**Exercise:** Every entry must be output exactly as it is written.

*** Data under study ***

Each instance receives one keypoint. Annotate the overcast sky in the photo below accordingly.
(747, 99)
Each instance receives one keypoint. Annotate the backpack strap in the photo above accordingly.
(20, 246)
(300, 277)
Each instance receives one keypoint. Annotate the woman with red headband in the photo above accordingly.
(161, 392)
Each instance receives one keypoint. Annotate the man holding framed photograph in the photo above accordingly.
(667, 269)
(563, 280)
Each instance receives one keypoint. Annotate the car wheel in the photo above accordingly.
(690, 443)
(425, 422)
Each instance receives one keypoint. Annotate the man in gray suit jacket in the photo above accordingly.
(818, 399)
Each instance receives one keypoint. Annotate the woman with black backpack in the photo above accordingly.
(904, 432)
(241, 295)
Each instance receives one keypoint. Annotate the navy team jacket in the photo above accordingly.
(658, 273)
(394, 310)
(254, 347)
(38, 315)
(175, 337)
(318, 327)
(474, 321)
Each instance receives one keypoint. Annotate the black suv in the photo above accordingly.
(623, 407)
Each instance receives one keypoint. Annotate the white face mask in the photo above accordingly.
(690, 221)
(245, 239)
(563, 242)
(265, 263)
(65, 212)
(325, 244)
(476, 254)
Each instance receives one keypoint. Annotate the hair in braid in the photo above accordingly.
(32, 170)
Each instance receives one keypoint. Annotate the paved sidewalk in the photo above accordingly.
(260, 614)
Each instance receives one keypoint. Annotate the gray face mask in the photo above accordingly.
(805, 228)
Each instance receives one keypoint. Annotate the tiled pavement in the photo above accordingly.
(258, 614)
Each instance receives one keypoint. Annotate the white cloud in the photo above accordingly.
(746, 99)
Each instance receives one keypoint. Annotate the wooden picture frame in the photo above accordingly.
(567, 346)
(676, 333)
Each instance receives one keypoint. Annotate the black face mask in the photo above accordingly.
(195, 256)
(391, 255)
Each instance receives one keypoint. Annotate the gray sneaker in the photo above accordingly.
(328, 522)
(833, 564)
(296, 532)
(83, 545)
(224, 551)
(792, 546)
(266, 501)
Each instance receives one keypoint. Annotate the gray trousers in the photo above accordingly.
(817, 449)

*** End of Data under study ***

**The completed task:**
Each instance receives one keypoint. Annotate the overcast sky in the photo below accordingly.
(747, 99)
Each instance receives one keypoint. Annotate the backpack strap in the photo above accordingly.
(20, 246)
(300, 277)
Each instance receives one keypoint. Annotate the woman with red headband in the photo above accordingly.
(161, 392)
Each instance receives one keypoint. Annotate the man holding framed photograph in the photo above accordingly.
(667, 269)
(563, 280)
Each instance receives one keypoint. Annotate the car wheel in the photo above accordingly.
(690, 443)
(425, 422)
Each instance receives one keypoint. Annotate the man in gray suit jacket in the photo above accordingly.
(818, 399)
Each instance receives one keypoint. Annotate the woman with black backpack in the photo above accordingly.
(904, 432)
(241, 295)
Each instance receives one keypoint. Annotate the navy team jacket in the photo above accordingly.
(658, 273)
(394, 310)
(254, 347)
(38, 315)
(175, 337)
(318, 327)
(474, 321)
Each instance receives one keypoint. Annotate the black suv in the photo above accordingly.
(623, 407)
Each instance receives one keypoint. Annotate the white face mask in the photo above accordingly.
(690, 221)
(245, 239)
(563, 242)
(265, 263)
(65, 212)
(325, 244)
(476, 254)
Each instance receives one keypoint. Annotate the hair in braid in the photo above accordingly.
(32, 170)
Each instance receives one keypoint. Annotate the paved sidewalk in the photo above accordingly.
(260, 614)
Each instance receives one keypoint. Annotate the gray face mask in the photo above accordingly.
(805, 228)
Each instance receives one keypoint. Annotate the tiled pavement in the photo above accordingly.
(258, 614)
Each instance receives one keypoint. Annotate the white cloud in the photo above accordingly.
(746, 99)
Each instance receives one keypoint. Annotate the wooden picture frame in the photo above accordingly.
(567, 346)
(676, 333)
Each instance receives one keypoint. Annotate the black face mask in the photo above accordingly.
(195, 256)
(391, 255)
Each instance receives one keypoint. Annotate the gray sneaker in the photo above accordingly.
(328, 522)
(833, 564)
(296, 532)
(83, 545)
(224, 551)
(792, 546)
(266, 501)
Each instance receives one keypoint. Annotate the gray trousers in the photo above accordingly.
(817, 449)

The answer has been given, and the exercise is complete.